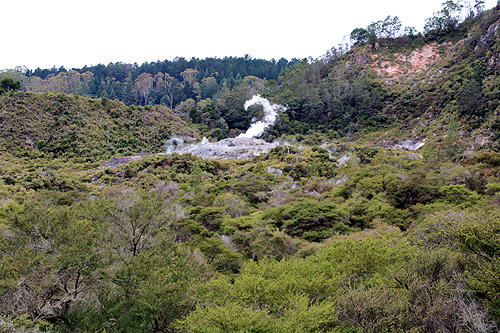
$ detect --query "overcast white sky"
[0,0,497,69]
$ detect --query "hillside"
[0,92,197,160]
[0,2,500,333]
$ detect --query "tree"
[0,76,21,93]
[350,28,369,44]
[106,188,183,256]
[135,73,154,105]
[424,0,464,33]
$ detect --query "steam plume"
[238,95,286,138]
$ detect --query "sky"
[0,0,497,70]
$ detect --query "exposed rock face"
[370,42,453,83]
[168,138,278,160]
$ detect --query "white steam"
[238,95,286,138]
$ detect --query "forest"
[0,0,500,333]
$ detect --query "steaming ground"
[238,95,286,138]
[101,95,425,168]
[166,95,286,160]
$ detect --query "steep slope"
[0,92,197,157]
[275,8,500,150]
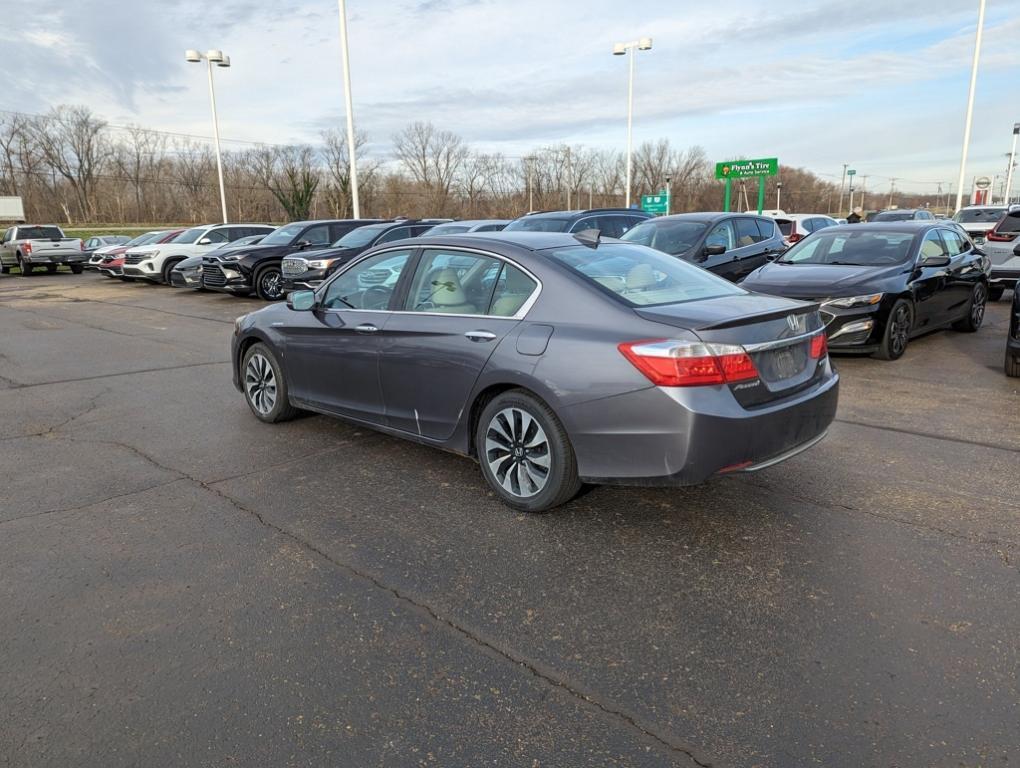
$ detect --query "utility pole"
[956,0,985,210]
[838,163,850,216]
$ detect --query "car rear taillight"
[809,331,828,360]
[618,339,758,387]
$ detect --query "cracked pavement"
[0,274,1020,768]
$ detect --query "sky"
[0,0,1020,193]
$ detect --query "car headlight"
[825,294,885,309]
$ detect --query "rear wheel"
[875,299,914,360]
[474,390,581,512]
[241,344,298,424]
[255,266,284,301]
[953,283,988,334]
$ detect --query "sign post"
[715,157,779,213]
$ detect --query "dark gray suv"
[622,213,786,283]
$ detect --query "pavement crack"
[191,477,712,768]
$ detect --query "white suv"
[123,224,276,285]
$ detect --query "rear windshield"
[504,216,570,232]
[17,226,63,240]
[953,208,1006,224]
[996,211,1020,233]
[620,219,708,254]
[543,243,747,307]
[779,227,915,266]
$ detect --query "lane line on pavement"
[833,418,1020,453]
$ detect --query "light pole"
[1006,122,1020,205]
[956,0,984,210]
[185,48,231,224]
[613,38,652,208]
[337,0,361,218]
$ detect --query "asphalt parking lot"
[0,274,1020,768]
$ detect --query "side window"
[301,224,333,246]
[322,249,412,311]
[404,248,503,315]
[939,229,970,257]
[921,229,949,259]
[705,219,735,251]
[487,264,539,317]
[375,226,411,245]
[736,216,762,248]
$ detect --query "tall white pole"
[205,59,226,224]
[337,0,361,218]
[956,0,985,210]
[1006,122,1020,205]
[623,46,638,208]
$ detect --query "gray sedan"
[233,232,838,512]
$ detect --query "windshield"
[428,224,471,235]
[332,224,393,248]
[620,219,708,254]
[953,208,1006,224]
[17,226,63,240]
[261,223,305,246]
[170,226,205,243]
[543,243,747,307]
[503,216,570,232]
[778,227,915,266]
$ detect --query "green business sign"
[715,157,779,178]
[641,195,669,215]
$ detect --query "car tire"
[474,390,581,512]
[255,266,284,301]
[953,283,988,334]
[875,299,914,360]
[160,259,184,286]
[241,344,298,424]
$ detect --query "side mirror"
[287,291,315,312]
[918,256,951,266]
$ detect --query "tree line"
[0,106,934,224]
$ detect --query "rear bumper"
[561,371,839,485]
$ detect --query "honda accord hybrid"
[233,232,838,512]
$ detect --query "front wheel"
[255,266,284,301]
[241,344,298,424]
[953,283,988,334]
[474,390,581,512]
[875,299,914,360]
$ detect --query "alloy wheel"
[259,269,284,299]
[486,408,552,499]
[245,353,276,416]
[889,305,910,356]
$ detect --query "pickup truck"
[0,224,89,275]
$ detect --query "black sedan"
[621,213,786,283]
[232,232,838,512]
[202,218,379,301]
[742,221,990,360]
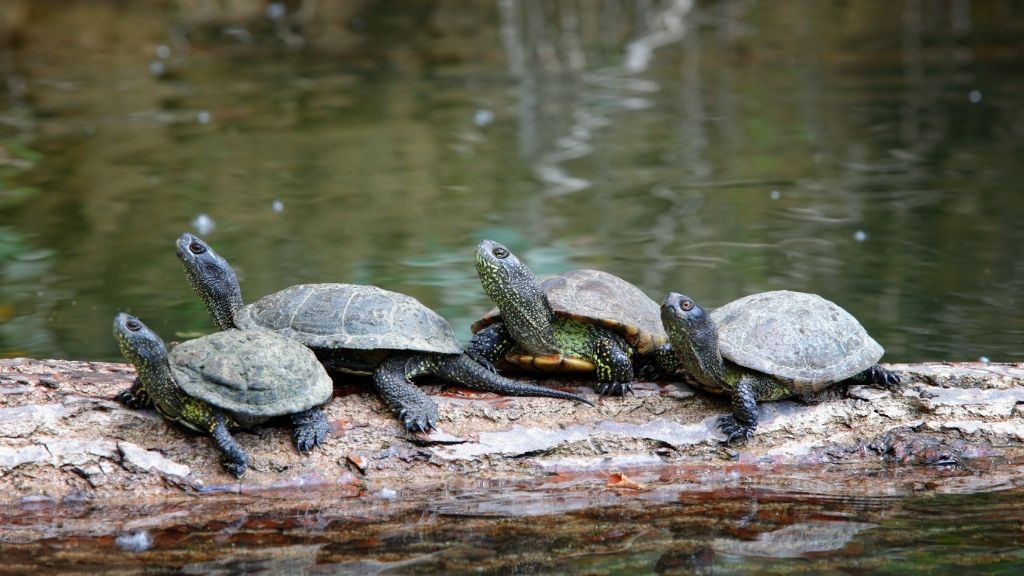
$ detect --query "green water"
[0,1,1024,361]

---

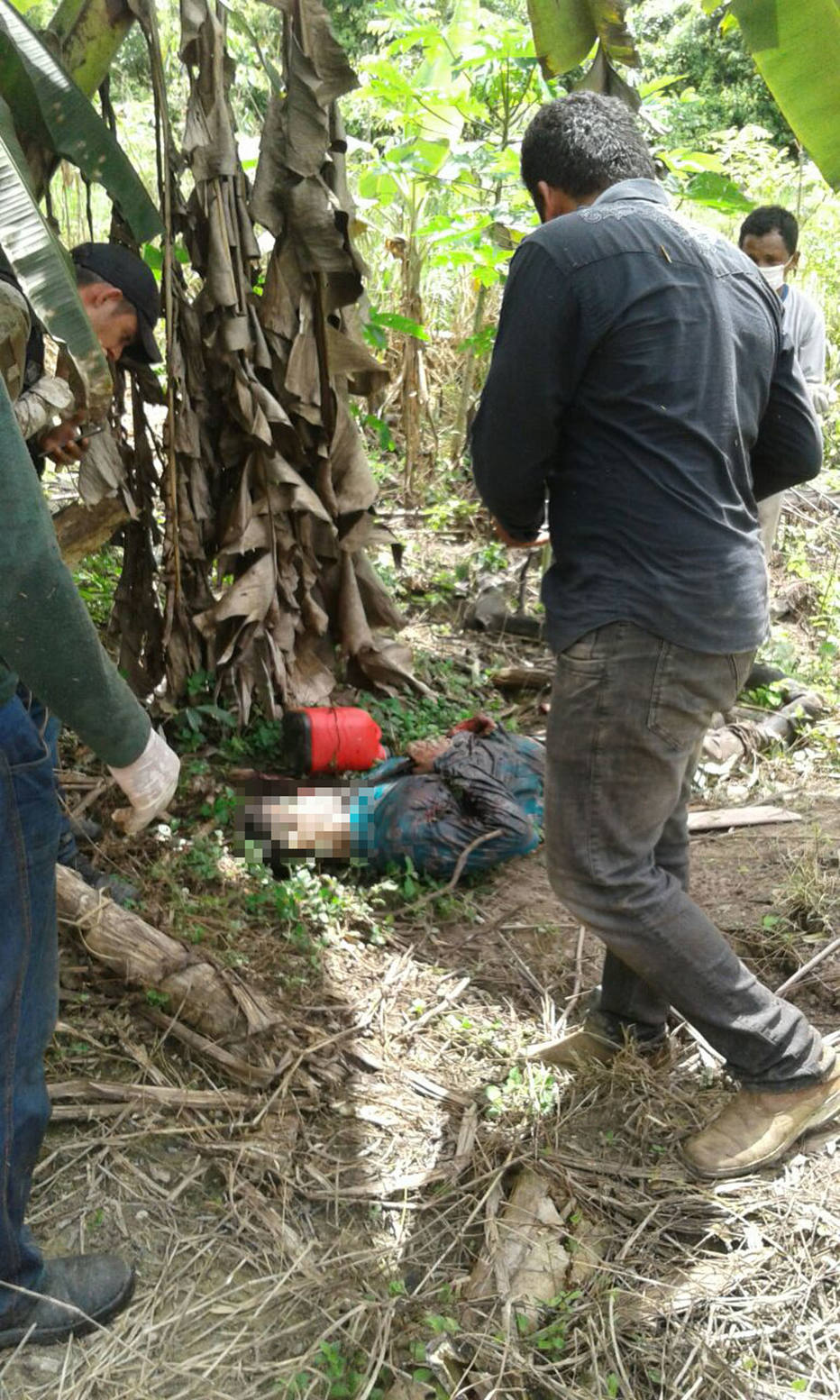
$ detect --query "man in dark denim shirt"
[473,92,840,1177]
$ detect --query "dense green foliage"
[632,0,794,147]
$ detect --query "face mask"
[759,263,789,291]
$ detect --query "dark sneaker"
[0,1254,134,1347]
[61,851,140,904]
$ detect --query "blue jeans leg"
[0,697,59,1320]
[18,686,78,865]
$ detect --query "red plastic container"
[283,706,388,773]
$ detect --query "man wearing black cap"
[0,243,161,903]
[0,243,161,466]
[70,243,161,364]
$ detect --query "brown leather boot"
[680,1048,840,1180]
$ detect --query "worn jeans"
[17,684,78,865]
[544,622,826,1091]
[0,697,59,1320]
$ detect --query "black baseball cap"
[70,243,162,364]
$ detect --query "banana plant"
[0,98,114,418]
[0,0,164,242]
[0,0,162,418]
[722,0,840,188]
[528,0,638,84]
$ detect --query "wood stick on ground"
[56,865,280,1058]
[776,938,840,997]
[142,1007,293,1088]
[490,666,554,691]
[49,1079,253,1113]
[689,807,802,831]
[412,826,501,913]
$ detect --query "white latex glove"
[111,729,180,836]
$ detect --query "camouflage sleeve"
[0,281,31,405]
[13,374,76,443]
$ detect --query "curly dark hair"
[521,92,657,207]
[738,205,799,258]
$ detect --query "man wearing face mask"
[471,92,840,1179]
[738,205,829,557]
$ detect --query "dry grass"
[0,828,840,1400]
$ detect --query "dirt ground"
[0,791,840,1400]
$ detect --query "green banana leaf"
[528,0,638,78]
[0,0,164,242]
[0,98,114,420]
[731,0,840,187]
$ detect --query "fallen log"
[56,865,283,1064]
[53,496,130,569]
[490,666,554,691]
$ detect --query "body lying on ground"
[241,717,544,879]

ZIEL DER AUFGABE - Stellen Sie sämtliche Zeilen der obigen Datensätze zusammen, in denen die Zeichenfolge „dark“ vorkommt. Groß- und Kleinschreibung ist dabei zu beachten.

ANTWORT ZUR ÜBUNG -
$ detect --query "dark gray suv"
$ detect --query "man in dark denim shirt"
$ detect --query "dark sneaker"
$ detect --query "curly dark hair"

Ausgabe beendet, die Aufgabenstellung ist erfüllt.